→ **Auszug aus Dokument**
- - - - -

Selecta mit fragwürdiger Krypto-Wahl
Selecta hat mit der Ankündigung, künftig Kryptozahlungen zu akzeptieren, Aufsehen erregt. Wir zeigen, wieso der Wahl des Anbieters aber grosse Fragezeichen aufwirft.
Hallo miteinander,
Selecta, die Marktführerin im Bereich der Kaffee- und Convenience-Automaten, hat letzte Woche angekündigt, künftig Kryptozahlungen zu akzeptieren. So titelte das Branchenportal finanzen.ch "Kryptozahlungen an Automaten: Selecta will Zahlungsinfrastruktur ausbauen." und der Blick "Bald kannst du ein Snickers mit Bitcoin bezahlen".
Als bekennender Bewunderer und grossem Verfechter von Bitcoin schlagen mir da jeweils zwei Herzen in einer Brust. Zum einen ist es natürlich positiv für Bitcoin und dessen Bekanntheit im Markt als Zahlungsmittel. Zum anderen impliziert die Schlagzeile auch, dass verschiedene Kryptowährungen angeboten werden und wiederum kein Unterschied ggü. Bitcoin gemacht wird. Das ist falsch.
In diesem konkreten Fall liess aber die Wahl des "Krypto" Anbieters besonders aufhorchen. Solana-Pay? Also dieses Solana, welches stark mit dem gerade verurteilten Krypto-Betrüger, Sam Bankman-Fried, verknüpft ist?

- - - - -

→ **Extrahierte Angaben**
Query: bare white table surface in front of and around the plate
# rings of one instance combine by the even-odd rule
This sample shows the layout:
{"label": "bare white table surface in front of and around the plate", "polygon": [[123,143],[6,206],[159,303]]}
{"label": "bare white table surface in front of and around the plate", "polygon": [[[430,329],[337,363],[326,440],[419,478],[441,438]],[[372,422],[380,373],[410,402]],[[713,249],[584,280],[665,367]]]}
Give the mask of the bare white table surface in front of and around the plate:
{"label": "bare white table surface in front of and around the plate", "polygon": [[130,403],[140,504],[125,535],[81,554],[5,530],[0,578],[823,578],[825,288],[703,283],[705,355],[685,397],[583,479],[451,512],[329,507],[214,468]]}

- - - - -

→ **Arbeitsauftrag**
Schreibe den Text über Selectas Entscheidung für Kryptozahlungen weiter, beginnend nach seinem letzten Satz.

→ **Ergebnis der Aufgabe**
Wir gehen der Sache auf den Grund und finden "spezielle" Verbindungen zwischen dem Selecta Management und der Solana Stiftung.
TLDR - Alles Relevante in weniger als 60 Sekunden
Selecta hat angekündigt, künftig Kryptozahlungen anzubieten. Was an sich noch wenig spektakulär ist, so ist die Wahl des Kryptoanbieters resp. des Tokens eine grosse Überraschung.
Solana ist höchst umstritten. Neben mehreren technischen Aussetzern ist insbesondere die Nähe zum verurteilten Krypto-Betrüger Sam Bankman-Fried problematisch. Die starke Bevorteilung des Gründerteams und offene Rechtsstreitigkeiten mit der SEC kommen erschwerend hinzu.
Recherchen ergeben, dass der CEO von Selecta und die Präsidentin von Solana nicht nur eine gemeinsame berufliche Vergangenheit haben. Sie scheinen auch zusammen zu wohnen, resp. gehört ihnen gemeinsam ein Haus in San Francisco. Es dürfte sich wohl um seine Lebenspartnerin handeln.
Die grossen Interessenskonflikte scheinen vorerst niemanden zu stören. Die Legitimation, die eine solche Partnerschaft einem Krypto-Projekt gibt ist aber nicht gerechtfertigt.
Diese Geschichte ist ein weiterer Beweis dafür, dass Bitcoin nicht mit Krypto vergleichbar ist.
Anzahl Wörter: 1'160, ca. 7 Minuten 30 Sekunden Lesezeit
Basics zum Start: Wieso Bitcoin und nicht Krypto?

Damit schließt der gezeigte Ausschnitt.